■ The request: List every line in the listing below that contains the string "locate". Uppercase and lowercase letters count as different.

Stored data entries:
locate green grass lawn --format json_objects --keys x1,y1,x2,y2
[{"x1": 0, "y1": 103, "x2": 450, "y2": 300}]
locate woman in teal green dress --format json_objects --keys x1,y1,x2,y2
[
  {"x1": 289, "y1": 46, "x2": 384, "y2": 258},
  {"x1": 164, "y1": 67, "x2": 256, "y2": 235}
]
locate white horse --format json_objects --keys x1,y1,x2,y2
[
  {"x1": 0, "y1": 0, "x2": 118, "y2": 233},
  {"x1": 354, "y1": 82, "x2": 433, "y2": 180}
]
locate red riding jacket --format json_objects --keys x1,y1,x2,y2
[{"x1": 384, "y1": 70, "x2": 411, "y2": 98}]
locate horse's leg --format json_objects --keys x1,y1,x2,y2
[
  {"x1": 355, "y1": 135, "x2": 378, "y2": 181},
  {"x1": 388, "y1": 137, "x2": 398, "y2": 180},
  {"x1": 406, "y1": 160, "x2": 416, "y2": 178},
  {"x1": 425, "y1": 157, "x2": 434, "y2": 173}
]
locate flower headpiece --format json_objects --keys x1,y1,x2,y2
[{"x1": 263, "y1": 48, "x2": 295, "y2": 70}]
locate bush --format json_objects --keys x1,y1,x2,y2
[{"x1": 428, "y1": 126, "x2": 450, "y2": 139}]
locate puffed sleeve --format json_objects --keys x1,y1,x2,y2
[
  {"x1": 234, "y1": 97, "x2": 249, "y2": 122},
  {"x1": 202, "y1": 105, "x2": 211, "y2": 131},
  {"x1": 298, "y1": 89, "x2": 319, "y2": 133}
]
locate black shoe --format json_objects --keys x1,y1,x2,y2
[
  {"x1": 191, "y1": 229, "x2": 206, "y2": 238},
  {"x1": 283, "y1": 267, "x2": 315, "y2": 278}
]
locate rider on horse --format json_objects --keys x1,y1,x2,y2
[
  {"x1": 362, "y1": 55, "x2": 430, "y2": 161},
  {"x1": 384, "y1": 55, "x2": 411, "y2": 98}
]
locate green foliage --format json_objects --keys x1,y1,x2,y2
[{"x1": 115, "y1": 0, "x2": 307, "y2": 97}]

■ Task result:
locate green grass lawn --format json_objects --keys x1,y1,x2,y2
locate woman in teal green dress --format json_objects --keys x1,y1,x2,y2
locate white horse --format json_objects --keys x1,y1,x2,y2
locate red riding jacket --format json_objects --keys x1,y1,x2,y2
locate horse's leg --format json_objects --keys x1,y1,x2,y2
locate flower headpiece --format json_objects --keys x1,y1,x2,y2
locate bush --format json_objects --keys x1,y1,x2,y2
locate puffed sleeve --format json_objects --keys x1,y1,x2,y2
locate black shoe --format json_objects --keys x1,y1,x2,y2
locate rider on horse --format json_objects --keys x1,y1,x2,y2
locate green foliage --format json_objects --keys x1,y1,x2,y2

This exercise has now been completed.